TASK GOAL: Extend the piece on resilience in the pharmaceutical sector, picking up after its last paragraph on contingency planning.

TEXT SECTION:

Segment Open

Establishing resilience for the pharmaceutical sector

The pharmaceutical manufacturing industry is a complex and highly regulated sector that faces many challenges. From rising competition and prices, through to disrupted supply chains from ongoing international conflicts and natural disasters, the sector faces an uncertain future. Failing to maintain operations hits the bottom line, reduces investment in research and development and creates poorer outcomes for patients and the wider economy.

Thankfully governments around the world are recognising these challenges. The US Department of State, UNESCO and others are investing in science, technology and innovation to drive economic development and social progress.

In March 2023, President Biden’s 2024 budget included $210 billion for federal research and development projects, showcasing the US government’s commitment to ensuring robust health through the pharmaceutical sector and other scientific fields. Meanwhile in the UK, the creation of a new Department for Science, Innovation and Technology and an investment of £3.5bn - announced by the Chancellor in his Spring Budget - signals the government’s commitment to making the UK a science and technological superpower in the future.

Despite this, there remain immediate challenges that need to be tackled head on to ensure resilience and growth in the sector.

Delicate global supply chains

One of the many things we’ve learnt from recent events like Covid-19, the blockage of the Suez Canal and the Ukrainian conflict is the fragility of global supply chains and the lack of visibility of where and how items are sourced.

Pharmaceutical businesses aren’t alone in their reliance on global trade and oversees manufacturing. For many years the sector has been shifting manufacturing to emerging markets thereby operating a successful cost-optimised model. But reduced costs come at a price.  Backlogs at shipping ports may cause short-term disruption and global events, trade wars and geopolitical risks threaten long-term reductions in capacity and capability. So, what’s the answer?

It is essential that firms develop robust contingency plans in case of unforeseen events. Intricate planning can build resilience throughout the supply chain with a clear focus on operational readiness and feasibility.

Segment Closed

DATA SECTION:
Segment Open

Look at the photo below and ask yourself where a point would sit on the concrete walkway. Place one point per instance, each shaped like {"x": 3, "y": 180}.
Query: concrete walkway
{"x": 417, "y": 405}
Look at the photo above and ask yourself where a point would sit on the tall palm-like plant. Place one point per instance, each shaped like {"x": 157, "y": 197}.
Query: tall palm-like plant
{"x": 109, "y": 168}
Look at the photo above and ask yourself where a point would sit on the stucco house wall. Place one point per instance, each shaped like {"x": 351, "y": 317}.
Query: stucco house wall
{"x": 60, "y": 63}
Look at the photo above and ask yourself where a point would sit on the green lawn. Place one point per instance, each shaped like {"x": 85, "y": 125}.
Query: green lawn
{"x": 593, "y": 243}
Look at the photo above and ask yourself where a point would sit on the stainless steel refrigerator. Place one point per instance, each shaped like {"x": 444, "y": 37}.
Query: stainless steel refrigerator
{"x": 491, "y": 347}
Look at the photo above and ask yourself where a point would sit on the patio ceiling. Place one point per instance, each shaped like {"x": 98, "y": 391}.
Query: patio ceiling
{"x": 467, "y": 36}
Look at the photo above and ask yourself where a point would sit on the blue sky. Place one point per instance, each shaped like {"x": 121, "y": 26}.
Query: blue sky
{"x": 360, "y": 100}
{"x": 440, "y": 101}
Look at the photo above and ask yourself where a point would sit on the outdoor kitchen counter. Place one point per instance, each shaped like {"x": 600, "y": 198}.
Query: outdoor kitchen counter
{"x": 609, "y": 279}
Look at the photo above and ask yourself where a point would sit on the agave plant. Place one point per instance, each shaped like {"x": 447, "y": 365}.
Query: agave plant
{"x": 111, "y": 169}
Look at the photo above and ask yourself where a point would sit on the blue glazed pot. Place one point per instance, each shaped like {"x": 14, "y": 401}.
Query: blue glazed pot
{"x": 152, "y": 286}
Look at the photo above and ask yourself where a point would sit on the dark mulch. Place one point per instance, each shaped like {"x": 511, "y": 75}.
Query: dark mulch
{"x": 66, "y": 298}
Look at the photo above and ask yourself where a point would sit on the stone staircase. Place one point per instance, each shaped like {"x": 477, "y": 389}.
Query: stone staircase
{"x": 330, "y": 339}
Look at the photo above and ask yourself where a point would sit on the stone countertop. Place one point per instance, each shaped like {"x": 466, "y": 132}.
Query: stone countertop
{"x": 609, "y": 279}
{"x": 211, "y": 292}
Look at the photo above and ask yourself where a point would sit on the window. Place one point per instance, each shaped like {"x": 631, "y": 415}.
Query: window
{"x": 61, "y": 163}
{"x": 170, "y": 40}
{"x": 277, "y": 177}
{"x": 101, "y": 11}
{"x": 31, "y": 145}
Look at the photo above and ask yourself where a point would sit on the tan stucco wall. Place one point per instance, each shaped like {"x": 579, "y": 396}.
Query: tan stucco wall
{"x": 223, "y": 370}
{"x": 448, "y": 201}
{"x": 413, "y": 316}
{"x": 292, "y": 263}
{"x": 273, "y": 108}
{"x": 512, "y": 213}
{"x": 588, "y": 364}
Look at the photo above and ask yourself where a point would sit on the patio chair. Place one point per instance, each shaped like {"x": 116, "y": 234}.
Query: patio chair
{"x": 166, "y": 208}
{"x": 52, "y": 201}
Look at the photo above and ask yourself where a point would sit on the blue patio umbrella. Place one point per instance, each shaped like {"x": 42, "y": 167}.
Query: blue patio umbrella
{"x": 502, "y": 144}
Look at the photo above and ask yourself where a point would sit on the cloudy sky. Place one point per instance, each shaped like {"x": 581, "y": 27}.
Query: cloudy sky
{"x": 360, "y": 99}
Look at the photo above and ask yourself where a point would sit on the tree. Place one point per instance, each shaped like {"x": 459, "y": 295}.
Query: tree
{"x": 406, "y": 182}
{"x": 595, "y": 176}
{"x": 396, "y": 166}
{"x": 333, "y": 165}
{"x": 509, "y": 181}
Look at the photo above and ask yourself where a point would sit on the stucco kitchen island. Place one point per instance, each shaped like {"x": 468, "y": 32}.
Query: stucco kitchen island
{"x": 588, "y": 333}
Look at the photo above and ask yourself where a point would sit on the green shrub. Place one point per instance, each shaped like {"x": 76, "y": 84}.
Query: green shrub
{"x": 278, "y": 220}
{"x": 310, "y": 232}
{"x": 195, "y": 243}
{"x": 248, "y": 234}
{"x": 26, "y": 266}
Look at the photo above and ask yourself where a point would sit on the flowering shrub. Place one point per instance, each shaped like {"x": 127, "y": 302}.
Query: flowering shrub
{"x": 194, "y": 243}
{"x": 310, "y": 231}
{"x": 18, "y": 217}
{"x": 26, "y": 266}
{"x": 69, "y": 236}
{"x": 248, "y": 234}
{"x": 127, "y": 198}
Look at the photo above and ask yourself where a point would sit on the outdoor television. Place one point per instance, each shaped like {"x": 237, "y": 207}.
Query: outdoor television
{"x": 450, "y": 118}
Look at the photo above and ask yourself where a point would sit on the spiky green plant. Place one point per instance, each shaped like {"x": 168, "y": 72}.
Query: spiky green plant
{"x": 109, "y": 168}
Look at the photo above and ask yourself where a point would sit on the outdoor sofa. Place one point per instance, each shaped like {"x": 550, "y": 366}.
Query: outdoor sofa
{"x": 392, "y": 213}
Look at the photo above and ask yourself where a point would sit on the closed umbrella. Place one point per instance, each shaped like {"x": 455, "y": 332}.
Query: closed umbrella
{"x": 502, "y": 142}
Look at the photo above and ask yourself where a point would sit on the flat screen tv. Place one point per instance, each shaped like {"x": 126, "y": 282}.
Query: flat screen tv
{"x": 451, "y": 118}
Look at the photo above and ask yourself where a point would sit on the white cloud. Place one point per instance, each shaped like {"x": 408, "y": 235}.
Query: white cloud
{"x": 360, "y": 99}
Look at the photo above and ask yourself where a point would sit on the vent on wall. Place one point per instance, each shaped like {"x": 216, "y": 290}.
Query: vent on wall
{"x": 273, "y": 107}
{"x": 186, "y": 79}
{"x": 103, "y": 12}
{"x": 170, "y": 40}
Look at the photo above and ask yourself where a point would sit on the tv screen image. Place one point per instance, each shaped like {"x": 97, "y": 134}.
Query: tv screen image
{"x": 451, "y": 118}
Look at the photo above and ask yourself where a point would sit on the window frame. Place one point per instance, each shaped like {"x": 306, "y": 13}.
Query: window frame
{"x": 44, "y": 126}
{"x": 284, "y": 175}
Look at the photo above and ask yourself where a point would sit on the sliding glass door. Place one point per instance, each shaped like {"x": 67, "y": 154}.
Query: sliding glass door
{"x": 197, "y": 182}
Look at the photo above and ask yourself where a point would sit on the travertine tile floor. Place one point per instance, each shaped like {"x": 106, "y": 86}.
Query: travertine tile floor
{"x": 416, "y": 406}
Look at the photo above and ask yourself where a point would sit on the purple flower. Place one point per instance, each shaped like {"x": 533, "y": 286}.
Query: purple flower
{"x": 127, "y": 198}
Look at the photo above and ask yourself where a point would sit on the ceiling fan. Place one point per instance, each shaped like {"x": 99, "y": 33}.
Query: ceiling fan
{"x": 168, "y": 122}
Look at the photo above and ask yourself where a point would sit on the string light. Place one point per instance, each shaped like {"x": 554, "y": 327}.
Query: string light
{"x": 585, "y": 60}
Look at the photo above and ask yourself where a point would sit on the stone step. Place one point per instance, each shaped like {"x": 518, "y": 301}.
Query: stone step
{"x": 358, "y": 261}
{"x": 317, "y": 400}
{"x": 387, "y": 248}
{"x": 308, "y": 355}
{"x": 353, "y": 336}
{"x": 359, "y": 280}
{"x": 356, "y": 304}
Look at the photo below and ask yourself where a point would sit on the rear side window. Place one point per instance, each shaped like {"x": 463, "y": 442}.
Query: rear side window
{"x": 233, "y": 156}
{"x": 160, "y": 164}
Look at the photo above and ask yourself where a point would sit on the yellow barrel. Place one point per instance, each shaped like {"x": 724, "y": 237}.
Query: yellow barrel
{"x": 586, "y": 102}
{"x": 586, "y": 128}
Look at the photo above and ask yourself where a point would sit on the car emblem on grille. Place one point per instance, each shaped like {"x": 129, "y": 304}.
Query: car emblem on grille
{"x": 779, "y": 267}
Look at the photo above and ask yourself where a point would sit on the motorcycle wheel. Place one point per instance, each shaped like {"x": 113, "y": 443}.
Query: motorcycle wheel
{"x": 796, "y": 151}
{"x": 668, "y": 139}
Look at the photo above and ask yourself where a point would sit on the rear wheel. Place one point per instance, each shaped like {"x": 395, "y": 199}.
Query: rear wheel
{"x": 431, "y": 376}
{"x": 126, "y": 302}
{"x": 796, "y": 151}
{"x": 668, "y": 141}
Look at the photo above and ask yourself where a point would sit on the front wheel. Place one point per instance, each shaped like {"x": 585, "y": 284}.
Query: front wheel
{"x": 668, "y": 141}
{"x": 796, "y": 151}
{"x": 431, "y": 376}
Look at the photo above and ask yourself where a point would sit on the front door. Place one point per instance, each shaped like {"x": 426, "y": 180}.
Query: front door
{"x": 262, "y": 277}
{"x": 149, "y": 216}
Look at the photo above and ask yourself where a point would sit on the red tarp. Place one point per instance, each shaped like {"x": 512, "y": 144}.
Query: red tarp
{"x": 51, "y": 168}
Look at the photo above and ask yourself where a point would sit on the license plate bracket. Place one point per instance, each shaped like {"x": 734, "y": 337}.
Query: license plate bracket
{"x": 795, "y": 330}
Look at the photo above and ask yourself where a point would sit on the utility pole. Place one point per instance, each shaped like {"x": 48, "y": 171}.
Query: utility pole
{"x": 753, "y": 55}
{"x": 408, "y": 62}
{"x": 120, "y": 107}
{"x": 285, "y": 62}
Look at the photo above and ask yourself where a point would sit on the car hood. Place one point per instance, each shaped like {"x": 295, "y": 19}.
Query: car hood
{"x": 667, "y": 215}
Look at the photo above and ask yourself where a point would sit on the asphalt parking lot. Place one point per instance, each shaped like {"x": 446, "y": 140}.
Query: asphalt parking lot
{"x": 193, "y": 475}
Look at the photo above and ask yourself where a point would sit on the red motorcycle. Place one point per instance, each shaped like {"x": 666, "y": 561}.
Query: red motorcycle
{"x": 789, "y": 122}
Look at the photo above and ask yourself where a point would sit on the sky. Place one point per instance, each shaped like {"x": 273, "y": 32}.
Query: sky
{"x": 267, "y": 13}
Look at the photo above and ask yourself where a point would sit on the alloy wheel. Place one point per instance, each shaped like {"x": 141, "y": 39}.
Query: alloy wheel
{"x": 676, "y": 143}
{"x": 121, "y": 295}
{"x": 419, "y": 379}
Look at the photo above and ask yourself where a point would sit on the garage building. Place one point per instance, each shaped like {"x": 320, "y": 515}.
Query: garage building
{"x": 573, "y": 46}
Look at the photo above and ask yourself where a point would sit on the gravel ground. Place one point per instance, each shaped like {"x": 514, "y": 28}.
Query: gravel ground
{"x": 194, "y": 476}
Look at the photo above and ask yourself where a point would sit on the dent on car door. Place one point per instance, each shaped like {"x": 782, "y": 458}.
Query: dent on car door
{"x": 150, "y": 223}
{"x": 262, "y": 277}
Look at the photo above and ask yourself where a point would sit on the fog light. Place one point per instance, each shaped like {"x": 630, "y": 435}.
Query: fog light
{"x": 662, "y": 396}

Segment Closed

EXERCISE ANSWER:
Another key step is for businesses to localise their supply chains. Instead of complex supply chains spanning many countries, shift them nationally or even regionally where possible. Keeping supply and manufacturing as close as possible to key sites and operations can create new jobs and boost productivity. While it’s often easier at the end of the chain than sourcing raw materials and skilled labour, operating closer to home can improve supply chain visibility and significantly reduce risk.


According to The Association of the British Pharmaceutical Industry, 80% of their members from the largest companies report net zero or carbon-neutral targets as a main priority to build resilience and sustainability. This priority is reflected across pharmaceutical businesses around the world.

One way of ensuring the long-term sustainability of assets is to decarbonise estates and processes. So how can you best achieve this?

Decarbonisation without a robust, tested, and funded delivery plan is destined to fail. The first step on any road to net zero is a detailed assessment of where your sites use energy, where you source energy from, and the various means at your disposal to drive greater efficiencies to reduce your overall energy load. This provides a solid baseline to justify activity and expenditure.

The methods of decarbonisation will vary budget to budget. However, the questions that define your activity remain similar; how do I make my assets more energy efficient? How can I source more renewable sources of power, or generate power from my sites? And what behaviours from my staff and suppliers can I influence to reduce energy demand across our operations?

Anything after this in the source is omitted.